SECCIÓN DEL DOCUMENTO -
Nayib
Bukele, “presidente millennial” de El Salvador, celebró a finales del año
pasado la cifra más baja de homicidios en el país desde 1992. Fueron 1.140
muertes violentas, una reducción del casi el 14% respecto a 2019, año de su
llegada al poder, y seis veces menos homicidios que en 2015 cuando comenzó la
más reciente tendencia a la baja de la violencia en el país. Según el gobierno,
el logro hacía parte del Plan de Control Territorial desplegado por la policía
y el ejército para quitar poder a los setenta mil pandilleros que manejan desde
la movilidad hasta la economía legal e ilegal en barrios enteros.
Bukele
jugaba a los anuncios de mano dura contra los pandilleros presos y a los
patrullajes que más que “control territorial” entregaban algo de publicidad
internacional. Mientras tanto negociaba con los líderes de las maras en las
cárceles. El periódico El Faro documentó desde septiembre de 2020 decenas de
reuniones entre el director de Centros Penales y líderes de las maras llevados
a las cárceles para lograr acuerdos con el gobierno. La posibilidad de vender
pizza y pollo frito en las prisiones, el traslado de guardianes agresivos, las
celdas exclusivas para miembros de las mismas pandillas y promesas de
beneficios si el partido del presidente ganaba las elecciones legislativas de
2021. Las maras se comprometían a controlar los homicidios, a mantenerse “calmados”
y a ejercer el “control territorial” que es esquivo al gobierno de Bukele y los
anteriores. Hagámonos pasito, era la consigna.
Pero
algo dejó de funcionar y El Salvador sufrió a finales de marzo el más violento
fin de semana en lo que va del siglo XX. En solo tres días, entre el 25 y el 27
de marzo, se cometieron 87 homicidios, y de inmediato el gobierno aprobó en la
Asamblea Nacional un régimen de excepción por 30 días. Se pueden hacer
detenciones sin orden judicial, al igual que interceptaciones y allanamientos,
el ejército custodia las entradas a los barrios y obliga a identificarse como
residente para entrar y salir, los medios solo pueden actuar bajo vigilancia de
los militares y un simple grafiti alusivo a las maras puede dar hasta 15 años de
cárcel. En apenas 15 días el gobierno muestra con orgullo más de 8.500
detenciones. Cientos de menores han caído en las “pescas” de la Policía y el
ejército.

INFORMACIÓN -

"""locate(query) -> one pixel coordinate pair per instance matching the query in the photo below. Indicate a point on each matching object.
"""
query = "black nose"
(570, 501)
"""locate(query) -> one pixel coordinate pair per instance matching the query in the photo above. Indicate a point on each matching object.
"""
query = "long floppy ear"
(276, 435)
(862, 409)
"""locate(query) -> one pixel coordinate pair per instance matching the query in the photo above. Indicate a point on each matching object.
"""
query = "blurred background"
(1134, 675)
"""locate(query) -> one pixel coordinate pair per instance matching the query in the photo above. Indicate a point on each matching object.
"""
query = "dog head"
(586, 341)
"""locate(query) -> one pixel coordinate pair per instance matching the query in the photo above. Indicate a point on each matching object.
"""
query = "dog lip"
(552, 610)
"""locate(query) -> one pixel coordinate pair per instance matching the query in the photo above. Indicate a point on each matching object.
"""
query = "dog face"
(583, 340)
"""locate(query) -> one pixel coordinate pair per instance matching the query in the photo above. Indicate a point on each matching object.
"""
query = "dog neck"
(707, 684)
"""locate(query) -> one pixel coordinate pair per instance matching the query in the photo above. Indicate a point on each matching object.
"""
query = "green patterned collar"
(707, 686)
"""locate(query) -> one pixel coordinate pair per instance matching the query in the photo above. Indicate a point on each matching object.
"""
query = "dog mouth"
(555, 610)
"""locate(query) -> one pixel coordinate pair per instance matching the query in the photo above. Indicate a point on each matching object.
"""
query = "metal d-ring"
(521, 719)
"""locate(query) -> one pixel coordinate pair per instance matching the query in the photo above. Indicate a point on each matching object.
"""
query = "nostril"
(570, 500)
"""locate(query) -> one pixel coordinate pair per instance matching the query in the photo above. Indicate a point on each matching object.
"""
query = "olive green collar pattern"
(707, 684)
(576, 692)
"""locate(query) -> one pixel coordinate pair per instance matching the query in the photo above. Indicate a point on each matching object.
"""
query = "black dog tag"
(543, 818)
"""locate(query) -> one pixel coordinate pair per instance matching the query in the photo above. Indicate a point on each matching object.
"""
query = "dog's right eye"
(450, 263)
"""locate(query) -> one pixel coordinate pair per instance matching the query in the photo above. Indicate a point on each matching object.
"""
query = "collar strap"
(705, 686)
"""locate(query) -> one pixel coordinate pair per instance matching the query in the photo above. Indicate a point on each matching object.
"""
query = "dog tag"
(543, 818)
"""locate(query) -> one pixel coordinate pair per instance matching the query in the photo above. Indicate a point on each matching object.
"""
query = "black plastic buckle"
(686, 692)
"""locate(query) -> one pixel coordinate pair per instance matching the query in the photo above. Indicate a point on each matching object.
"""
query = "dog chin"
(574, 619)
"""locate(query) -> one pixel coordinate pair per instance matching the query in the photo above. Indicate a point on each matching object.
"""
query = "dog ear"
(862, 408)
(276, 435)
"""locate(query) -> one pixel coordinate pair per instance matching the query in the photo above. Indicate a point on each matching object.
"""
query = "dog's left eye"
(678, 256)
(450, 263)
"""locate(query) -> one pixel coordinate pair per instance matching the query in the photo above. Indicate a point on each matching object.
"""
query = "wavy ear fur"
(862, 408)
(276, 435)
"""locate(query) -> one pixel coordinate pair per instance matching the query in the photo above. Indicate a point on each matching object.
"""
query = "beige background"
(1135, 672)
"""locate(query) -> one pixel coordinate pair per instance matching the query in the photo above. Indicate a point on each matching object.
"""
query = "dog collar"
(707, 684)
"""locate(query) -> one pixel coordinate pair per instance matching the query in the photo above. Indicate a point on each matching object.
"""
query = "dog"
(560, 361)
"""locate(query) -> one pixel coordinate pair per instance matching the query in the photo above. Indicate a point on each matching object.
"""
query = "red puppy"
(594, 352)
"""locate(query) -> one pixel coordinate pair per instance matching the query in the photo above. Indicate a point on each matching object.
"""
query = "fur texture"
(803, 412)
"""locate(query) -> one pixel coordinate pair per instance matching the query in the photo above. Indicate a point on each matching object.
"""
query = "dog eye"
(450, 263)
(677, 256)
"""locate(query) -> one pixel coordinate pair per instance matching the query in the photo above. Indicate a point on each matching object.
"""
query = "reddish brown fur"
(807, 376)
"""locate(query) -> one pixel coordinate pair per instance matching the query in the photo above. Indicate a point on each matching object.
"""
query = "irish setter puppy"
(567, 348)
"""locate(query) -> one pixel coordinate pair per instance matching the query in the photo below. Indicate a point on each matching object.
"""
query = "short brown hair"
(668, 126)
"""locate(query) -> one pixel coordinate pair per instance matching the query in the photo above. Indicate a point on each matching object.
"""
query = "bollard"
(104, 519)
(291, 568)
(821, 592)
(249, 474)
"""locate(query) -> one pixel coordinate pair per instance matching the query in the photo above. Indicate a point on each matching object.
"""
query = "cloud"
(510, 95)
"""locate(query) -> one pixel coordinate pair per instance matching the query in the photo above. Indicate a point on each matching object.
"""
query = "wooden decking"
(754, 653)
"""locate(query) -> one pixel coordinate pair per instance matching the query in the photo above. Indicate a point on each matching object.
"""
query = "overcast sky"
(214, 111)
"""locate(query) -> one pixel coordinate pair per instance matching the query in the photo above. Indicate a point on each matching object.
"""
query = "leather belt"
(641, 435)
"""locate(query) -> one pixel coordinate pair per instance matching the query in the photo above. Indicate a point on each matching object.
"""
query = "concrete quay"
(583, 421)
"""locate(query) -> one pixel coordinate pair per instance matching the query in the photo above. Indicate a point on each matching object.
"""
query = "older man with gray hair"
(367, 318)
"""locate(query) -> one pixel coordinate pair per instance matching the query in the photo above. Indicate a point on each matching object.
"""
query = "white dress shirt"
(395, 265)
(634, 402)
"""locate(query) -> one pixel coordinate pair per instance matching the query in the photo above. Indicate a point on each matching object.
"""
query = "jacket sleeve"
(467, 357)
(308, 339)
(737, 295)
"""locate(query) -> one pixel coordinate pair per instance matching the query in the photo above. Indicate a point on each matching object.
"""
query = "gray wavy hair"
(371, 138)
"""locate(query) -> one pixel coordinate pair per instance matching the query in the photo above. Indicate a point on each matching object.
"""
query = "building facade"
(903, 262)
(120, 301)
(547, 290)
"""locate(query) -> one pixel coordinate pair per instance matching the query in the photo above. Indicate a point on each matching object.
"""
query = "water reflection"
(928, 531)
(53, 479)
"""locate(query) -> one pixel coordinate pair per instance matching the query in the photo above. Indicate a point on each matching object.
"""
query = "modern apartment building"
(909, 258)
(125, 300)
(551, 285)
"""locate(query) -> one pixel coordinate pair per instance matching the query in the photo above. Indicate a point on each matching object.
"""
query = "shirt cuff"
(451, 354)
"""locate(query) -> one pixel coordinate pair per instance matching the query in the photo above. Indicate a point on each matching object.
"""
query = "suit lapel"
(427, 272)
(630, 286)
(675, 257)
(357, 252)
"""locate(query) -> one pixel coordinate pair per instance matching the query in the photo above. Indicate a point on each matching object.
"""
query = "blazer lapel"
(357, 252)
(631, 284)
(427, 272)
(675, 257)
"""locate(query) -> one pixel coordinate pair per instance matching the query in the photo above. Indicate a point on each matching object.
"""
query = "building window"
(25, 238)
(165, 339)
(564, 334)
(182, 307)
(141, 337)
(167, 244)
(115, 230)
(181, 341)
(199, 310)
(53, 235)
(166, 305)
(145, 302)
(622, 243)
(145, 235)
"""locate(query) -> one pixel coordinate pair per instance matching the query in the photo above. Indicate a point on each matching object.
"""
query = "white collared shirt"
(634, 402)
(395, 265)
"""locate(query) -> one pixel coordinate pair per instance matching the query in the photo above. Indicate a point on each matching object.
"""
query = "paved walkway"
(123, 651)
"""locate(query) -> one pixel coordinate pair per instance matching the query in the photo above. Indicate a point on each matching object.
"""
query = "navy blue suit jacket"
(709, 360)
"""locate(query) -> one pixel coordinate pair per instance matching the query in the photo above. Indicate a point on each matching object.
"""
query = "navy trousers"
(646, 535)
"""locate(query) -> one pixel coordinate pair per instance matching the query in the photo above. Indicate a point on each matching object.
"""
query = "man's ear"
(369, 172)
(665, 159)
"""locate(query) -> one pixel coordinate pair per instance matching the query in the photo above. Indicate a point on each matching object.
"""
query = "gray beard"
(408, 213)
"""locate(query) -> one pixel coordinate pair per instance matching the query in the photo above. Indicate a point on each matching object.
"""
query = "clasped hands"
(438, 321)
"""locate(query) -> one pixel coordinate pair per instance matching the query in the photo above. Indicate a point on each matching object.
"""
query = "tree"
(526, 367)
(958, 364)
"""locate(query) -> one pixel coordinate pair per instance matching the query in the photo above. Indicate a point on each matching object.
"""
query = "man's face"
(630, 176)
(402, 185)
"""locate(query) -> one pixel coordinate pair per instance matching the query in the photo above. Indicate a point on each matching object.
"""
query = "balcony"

ACCIÓN REQUERIDA 1 - Por favor, enumera lo que, según el texto sobre Bukele y las maras, se ofreció a los líderes de las pandillas en las reuniones en las cárceles.
ACCIÓN REQUERIDA 2 - Continúa el texto sobre Bukele y las maras desde el punto en que se detiene.

RESULTADO 1 -
- La posibilidad de vender pizza y pollo frito en las prisiones
- El traslado de guardianes agresivos
- Celdas exclusivas para miembros de las mismas pandillas
- Promesas de beneficios si el partido del presidente ganaba las elecciones legislativas de 2021

RESULTADO 2 -
Esas
son medidas en los decretos gubernamentales, pero en el Twitter y en las ruedas
de prensa la cosa es a otro precio. Bukele publica fotos de los detenidos y
anuncia 40 años de cárcel, jura por dios que no les dará “ni un grano de arroz”
a los presos si las pandillas desatan una nueva ola de violencia. La semana
pasada la policía publicó videos donde se tortura a los capturados. Las
imágenes se bajaron de las páginas oficiales minutos después. El Secretario de
Estado de EE.UU. criticó las violaciones de derechos humanos y Bukele respondió
vía Twitter con las fotos de los abusos en Guantánamo: “Tengo un amigo
periodista, quiere acceder a Guantánamo para ejercer su derecho a la ‘libertad
de prensa’, y comprobar si los detenidos disfrutan de sus ‘libertades
civiles’... Tienes terroristas que te amenazan y nosotros tenemos terroristas
que nos amenazan.”. El presidente de El Salvador reconoce que se tortura en las
cárceles de su país, las compara sin problema con Guantánamo, está orgulloso de
dirigir la violencia oficial.
En
América Latina nos hemos acostumbrado a los alardes de violencia de muchos
gobiernos, a su idea de que es posible igualarse a los criminales para
vencerlos. Pero Bukele parece haber pasado un nuevo límite, ya no se trata de
ocultar las torturas sino de publicitarlas. Sabemos de sobra lo que sucede
cuando se busca el aplauso ciudadano exhibiendo la brutalidad.